━━━ Material provided
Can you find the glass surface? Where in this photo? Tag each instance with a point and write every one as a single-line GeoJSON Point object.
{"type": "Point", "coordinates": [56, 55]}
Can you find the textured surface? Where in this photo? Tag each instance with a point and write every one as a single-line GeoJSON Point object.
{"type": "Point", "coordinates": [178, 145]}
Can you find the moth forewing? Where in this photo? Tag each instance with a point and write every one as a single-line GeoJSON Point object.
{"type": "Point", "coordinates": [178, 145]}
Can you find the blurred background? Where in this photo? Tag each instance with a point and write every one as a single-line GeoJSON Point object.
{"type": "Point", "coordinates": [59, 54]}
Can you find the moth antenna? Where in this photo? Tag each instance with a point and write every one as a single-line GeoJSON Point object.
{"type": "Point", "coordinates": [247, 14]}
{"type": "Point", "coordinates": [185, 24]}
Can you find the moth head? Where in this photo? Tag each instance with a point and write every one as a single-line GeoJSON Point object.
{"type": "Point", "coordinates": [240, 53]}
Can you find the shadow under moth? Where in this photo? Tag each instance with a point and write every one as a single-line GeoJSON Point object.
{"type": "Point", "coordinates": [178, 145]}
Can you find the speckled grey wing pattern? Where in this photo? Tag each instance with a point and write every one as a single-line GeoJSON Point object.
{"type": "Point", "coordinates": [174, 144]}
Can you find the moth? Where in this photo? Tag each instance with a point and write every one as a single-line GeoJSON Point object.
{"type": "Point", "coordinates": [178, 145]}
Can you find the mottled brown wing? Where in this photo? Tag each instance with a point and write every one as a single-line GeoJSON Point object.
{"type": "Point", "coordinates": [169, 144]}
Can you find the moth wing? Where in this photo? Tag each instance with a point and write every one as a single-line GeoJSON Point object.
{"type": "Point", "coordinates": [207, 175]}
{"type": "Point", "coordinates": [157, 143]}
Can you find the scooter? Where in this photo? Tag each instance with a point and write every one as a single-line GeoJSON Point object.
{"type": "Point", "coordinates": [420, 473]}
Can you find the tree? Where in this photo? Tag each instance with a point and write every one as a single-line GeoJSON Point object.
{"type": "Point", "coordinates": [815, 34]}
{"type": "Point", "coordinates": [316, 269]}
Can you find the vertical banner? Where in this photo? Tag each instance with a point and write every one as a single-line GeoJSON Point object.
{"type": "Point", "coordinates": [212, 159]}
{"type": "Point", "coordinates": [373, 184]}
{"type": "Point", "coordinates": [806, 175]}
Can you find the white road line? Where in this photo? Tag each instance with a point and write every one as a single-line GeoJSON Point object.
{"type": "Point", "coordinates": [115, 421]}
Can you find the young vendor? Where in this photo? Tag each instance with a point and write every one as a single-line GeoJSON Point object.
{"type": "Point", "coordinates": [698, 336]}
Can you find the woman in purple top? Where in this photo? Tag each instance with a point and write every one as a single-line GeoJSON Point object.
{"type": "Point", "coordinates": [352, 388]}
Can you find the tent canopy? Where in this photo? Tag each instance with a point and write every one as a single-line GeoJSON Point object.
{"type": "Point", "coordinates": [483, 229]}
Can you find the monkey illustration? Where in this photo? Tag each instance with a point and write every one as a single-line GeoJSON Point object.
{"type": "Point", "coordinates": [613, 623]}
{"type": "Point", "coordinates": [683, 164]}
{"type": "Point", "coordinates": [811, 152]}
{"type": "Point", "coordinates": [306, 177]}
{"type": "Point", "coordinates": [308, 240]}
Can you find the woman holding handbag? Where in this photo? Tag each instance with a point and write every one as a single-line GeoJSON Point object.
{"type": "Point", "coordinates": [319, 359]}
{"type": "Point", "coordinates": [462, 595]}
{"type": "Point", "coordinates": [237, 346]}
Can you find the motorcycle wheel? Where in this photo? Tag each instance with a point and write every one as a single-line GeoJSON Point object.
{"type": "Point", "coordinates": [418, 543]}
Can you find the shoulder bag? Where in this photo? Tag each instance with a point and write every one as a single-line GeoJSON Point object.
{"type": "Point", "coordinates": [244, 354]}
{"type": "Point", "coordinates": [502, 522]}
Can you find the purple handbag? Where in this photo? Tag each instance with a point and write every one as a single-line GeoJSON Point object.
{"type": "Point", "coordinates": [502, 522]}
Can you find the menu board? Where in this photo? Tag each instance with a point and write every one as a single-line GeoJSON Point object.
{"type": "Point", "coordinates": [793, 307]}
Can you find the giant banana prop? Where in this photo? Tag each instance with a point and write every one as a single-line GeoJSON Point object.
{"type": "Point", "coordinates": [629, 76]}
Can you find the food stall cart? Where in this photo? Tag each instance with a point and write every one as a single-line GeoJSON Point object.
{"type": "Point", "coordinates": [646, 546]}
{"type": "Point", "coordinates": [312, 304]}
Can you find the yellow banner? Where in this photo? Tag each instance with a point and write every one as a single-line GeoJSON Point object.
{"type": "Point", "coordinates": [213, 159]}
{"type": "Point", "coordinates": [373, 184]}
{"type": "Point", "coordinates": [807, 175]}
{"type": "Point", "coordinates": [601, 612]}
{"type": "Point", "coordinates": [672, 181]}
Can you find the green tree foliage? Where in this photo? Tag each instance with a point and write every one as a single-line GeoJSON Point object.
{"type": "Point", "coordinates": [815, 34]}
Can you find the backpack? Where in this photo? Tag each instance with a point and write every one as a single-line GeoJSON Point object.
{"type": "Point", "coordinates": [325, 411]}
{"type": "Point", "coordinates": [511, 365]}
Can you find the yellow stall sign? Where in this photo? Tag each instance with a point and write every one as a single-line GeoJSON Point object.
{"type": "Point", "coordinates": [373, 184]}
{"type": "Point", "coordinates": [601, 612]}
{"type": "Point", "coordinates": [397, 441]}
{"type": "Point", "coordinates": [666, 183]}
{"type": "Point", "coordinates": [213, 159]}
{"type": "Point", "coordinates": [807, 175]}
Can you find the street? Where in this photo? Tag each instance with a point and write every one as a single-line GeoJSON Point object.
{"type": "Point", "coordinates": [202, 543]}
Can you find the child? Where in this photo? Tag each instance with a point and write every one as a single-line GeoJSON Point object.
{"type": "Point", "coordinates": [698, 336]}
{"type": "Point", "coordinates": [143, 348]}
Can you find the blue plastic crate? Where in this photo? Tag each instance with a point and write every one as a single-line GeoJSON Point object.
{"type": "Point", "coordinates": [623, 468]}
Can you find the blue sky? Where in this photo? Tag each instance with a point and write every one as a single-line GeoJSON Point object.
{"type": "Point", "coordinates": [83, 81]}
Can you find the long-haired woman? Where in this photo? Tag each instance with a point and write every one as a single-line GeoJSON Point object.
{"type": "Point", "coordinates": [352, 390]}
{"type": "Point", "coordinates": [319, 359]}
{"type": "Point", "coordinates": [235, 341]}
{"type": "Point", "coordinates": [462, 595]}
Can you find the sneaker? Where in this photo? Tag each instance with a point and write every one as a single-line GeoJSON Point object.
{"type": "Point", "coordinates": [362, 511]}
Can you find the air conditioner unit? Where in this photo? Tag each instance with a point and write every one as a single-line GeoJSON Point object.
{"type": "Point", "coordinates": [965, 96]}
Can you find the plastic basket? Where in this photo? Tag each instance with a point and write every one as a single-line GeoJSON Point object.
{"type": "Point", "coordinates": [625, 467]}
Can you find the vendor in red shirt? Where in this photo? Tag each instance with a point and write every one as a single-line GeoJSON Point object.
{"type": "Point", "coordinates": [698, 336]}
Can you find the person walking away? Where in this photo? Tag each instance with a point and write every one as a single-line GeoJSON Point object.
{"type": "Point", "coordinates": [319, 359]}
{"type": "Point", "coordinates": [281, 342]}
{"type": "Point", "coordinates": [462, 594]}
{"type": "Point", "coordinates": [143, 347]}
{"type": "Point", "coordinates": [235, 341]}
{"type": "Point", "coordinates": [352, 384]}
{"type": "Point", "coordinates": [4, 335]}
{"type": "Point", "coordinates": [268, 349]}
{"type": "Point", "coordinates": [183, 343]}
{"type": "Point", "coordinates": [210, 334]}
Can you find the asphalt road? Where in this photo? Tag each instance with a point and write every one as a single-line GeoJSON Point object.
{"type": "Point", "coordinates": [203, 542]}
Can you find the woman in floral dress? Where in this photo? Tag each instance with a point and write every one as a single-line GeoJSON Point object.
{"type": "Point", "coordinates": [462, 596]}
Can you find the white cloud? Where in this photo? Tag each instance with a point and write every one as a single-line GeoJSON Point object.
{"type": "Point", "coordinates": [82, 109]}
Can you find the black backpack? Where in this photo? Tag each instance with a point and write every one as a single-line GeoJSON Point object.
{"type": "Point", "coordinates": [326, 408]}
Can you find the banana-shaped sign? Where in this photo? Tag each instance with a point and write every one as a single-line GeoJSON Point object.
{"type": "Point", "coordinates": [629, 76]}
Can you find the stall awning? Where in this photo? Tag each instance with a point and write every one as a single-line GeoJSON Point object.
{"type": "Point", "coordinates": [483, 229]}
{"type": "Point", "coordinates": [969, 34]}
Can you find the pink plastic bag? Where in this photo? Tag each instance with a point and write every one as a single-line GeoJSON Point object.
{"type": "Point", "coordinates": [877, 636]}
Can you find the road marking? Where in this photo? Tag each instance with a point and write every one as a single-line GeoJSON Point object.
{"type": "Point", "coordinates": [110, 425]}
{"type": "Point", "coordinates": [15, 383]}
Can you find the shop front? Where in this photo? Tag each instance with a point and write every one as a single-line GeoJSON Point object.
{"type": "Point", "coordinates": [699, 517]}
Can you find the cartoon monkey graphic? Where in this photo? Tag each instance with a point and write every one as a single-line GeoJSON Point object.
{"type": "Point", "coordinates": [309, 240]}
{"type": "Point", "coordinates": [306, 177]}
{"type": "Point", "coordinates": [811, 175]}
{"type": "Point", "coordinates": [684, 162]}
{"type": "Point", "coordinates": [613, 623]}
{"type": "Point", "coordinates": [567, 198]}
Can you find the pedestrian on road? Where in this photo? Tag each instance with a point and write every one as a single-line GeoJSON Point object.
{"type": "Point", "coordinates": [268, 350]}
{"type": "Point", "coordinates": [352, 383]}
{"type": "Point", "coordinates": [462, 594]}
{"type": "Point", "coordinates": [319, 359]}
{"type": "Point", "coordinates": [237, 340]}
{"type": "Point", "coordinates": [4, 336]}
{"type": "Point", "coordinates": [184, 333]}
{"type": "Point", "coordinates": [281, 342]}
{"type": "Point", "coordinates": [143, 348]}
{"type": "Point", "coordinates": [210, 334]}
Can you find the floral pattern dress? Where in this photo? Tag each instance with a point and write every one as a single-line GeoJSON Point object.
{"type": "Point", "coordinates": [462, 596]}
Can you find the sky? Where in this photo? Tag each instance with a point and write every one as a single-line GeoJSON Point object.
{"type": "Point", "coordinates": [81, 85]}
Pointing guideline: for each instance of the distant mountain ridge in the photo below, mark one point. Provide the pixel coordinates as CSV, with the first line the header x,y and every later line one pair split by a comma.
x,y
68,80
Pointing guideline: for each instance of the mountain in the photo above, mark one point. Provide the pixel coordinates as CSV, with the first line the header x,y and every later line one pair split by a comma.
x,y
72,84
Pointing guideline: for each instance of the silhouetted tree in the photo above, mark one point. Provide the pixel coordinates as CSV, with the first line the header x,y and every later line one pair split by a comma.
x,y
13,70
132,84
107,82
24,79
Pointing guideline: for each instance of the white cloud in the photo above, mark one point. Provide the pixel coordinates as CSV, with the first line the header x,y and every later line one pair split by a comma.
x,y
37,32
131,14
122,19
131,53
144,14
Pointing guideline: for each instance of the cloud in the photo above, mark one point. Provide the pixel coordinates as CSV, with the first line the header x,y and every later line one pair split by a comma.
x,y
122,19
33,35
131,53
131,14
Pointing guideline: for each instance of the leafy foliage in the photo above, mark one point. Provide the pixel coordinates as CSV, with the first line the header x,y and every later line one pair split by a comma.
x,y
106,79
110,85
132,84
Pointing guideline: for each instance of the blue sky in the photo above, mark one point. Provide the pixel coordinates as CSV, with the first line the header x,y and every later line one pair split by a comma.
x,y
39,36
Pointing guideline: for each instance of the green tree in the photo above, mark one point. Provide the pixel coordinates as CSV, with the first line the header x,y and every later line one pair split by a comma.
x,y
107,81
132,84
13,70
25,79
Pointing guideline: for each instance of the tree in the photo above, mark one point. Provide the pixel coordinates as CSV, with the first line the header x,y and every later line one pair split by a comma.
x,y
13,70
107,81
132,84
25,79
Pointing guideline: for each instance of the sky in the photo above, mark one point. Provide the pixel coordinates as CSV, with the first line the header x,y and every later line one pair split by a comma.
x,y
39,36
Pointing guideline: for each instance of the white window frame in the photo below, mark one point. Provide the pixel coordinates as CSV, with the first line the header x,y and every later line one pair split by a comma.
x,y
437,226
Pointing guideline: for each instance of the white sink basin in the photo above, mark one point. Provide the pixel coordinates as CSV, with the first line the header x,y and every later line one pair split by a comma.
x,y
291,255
━━━━━━
Goal – In the entries above, take the line containing "Pointing guideline: for each instance of the tree" and each later line through the last, and repeat them exactly. Output nothing else.

Task result –
Pointing guideline: for each instance of the tree in the photo above, mark one point. Provide the pixel coordinates as CSV, with the first line the header x,y and every later line one pair split by a comma.
x,y
13,70
107,81
132,84
25,79
Pointing guideline: for each instance of the sky in the photo above, mark one point. Provide the pixel coordinates as CSV, with the first line the header x,y and every later line one pair split by a comma.
x,y
39,36
Pointing guideline: for each instance of the white window frame in the photo below, mark one point. Provide the pixel coordinates as CSV, with the first line the header x,y and every later line one pair split by a comma.
x,y
437,226
Pointing guideline: for each instance of the white sink basin in the photo above, mark one point. Provide the pixel coordinates as CSV, with the first line the header x,y and every later line one pair split by a comma.
x,y
291,255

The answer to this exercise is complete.